**What you have to do:** Copy out each line below that has the word "sunlit" in it.

Natural language region descriptions

##############################

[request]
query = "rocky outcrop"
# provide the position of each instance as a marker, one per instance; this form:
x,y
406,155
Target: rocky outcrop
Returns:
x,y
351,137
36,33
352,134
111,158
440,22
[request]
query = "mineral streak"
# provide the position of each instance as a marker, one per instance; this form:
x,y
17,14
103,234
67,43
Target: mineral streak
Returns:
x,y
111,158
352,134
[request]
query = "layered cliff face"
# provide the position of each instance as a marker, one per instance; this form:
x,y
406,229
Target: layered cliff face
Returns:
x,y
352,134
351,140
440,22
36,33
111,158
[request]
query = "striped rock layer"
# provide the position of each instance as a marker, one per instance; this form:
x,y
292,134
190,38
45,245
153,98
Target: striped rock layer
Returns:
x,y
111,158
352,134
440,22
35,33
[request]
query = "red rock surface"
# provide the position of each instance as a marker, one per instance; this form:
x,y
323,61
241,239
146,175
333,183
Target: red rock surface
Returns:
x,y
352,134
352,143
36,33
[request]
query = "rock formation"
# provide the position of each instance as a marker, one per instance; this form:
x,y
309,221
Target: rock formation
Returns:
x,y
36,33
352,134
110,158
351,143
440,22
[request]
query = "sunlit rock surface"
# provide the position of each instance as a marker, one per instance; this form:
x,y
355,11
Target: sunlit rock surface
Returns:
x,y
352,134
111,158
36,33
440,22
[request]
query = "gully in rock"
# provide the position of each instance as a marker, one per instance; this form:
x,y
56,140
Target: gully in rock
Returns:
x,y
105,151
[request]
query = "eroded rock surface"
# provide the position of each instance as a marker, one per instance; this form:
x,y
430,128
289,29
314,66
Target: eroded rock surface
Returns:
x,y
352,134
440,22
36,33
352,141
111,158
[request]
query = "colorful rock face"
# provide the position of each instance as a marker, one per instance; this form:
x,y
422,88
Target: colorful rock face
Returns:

##############################

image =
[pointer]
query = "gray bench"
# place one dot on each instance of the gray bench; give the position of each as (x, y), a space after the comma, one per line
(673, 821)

##############################

**Output for this exercise:**
query = "sunlit rock surface"
Target: sunlit rock surface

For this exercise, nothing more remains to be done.